#### Work task 1
From the OCR thread, copy out the passage starting at "After four years" and ending at "extract its text.".
#### Work task 2
Do the following statements agree with the OCR thread? Answer yes or no for each, and quote the words of the thread that decide it.
(a) The poster has talked with people about using VLMs in their pipelines.
(b) The box extraction gives "First" as the text of the outermost box.
(c) The poster expects regular OCR to be made obsolete soon.

#### Text segment
━━━━━━
I've found that the stunning OCR results so far were because the models were trained on the example file category. Is that the case here? Or can this recognize various documents?
After four years of "This VLM will solve OCR forever!" posts I've firmly put VLMs in the "useless until 100t parameters" category.
Some day when there is enough internal state and training data that they can recognize tables, images and text we will get a gpt3 like moment that will make regular OCR obsolete.
But that day is very far off and everyone who I've talked with and consulted over using VLMs in their pipeline is better served doing something else specific to their use case.
To extract the text contained within each box while ignoring the text in sub-boxes, we can follow these steps:
1. Identify the outermost box and extract its text.
2. Move to the next outermost box and extract its text, ignoring any text within its sub-boxes.
3. Continue this process for all boxes.
Let's apply this to the image provided:
1. The outermost box contains the text: "This should be second".
2. The next outermost box (ignoring the sub-box within it) contains the text: "First".
3. The next box contains the text: "And also this".
4. The final box contains the text: "The quick brown fox".
So, the extracted text from each box, ignoring sub-boxes, is:
1. "This should be second"
2. "First"
3. "And also this"
4. "The quick brown fox"
---
As you can plainly see it is _wildly_ wrong and gives you no way to try and recover from those errors.
━━━━━━
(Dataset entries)
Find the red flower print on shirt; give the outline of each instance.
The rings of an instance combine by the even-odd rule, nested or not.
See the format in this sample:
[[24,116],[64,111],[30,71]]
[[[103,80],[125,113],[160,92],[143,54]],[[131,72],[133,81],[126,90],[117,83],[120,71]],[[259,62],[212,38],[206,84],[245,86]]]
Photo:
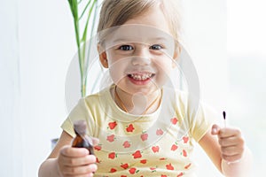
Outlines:
[[140,150],[136,150],[132,156],[134,157],[134,158],[139,158],[142,157]]
[[152,172],[156,172],[156,167],[150,167],[150,170],[151,170]]
[[129,170],[129,172],[130,174],[134,174],[135,173],[137,173],[137,171],[136,168],[130,168],[130,169]]
[[110,173],[115,173],[117,170],[115,168],[111,168]]
[[126,142],[124,142],[123,146],[124,146],[124,148],[129,148],[131,146],[131,144],[129,141],[126,141]]
[[168,165],[166,165],[165,166],[166,166],[166,168],[167,168],[168,170],[174,170],[174,166],[172,165],[172,164],[171,164],[171,163],[170,163],[170,164],[168,164]]
[[132,124],[129,124],[126,128],[127,132],[133,132],[134,129],[135,129],[135,127],[133,127]]
[[173,144],[171,147],[171,150],[175,151],[176,150],[177,150],[178,146],[176,144]]
[[159,128],[159,129],[156,130],[156,135],[163,135],[163,131],[160,128]]
[[108,158],[111,158],[111,159],[113,159],[116,157],[117,157],[117,155],[115,154],[115,152],[110,152],[108,154]]
[[106,140],[110,142],[113,142],[114,141],[114,135],[108,135]]
[[100,160],[98,160],[98,158],[96,158],[96,163],[98,163],[98,164],[100,164],[100,163],[101,163],[101,161],[100,161]]
[[117,126],[117,123],[116,123],[116,121],[109,122],[108,126],[109,126],[110,129],[113,130]]
[[98,144],[98,145],[94,146],[94,150],[102,150],[102,145],[101,144]]
[[187,157],[187,153],[186,153],[185,150],[183,150],[183,156]]
[[141,164],[145,164],[145,163],[147,163],[147,160],[146,159],[142,159],[142,160],[140,160],[140,163]]
[[187,142],[189,141],[189,137],[187,136],[184,136],[183,138],[184,143],[187,143]]
[[149,135],[147,133],[144,133],[140,135],[142,141],[146,141],[148,139]]
[[159,152],[160,147],[159,146],[153,146],[152,150],[154,153],[156,153],[156,152]]
[[191,165],[192,165],[192,163],[186,165],[184,166],[184,169],[188,169]]
[[122,164],[120,165],[121,168],[123,169],[127,169],[129,167],[129,165],[128,164]]
[[171,119],[171,123],[172,123],[173,125],[176,125],[177,122],[178,122],[177,118],[172,118],[172,119]]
━━━━━━
#### Answer 1
After four years of "This VLM will solve OCR forever!" posts I've firmly put VLMs in the "useless until 100t parameters" category.
Some day when there is enough internal state and training data that they can recognize tables, images and text we will get a gpt3 like moment that will make regular OCR obsolete.
But that day is very far off and everyone who I've talked with and consulted over using VLMs in their pipeline is better served doing something else specific to their use case.
To extract the text contained within each box while ignoring the text in sub-boxes, we can follow these steps:
1. Identify the outermost box and extract its text.

#### Answer 2
(a) Yes: "everyone who I've talked with and consulted over using VLMs in their pipeline is better served doing something else specific to their use case."
(b) No: "The outermost box contains the text: "This should be second"."
(c) No: "But that day is very far off"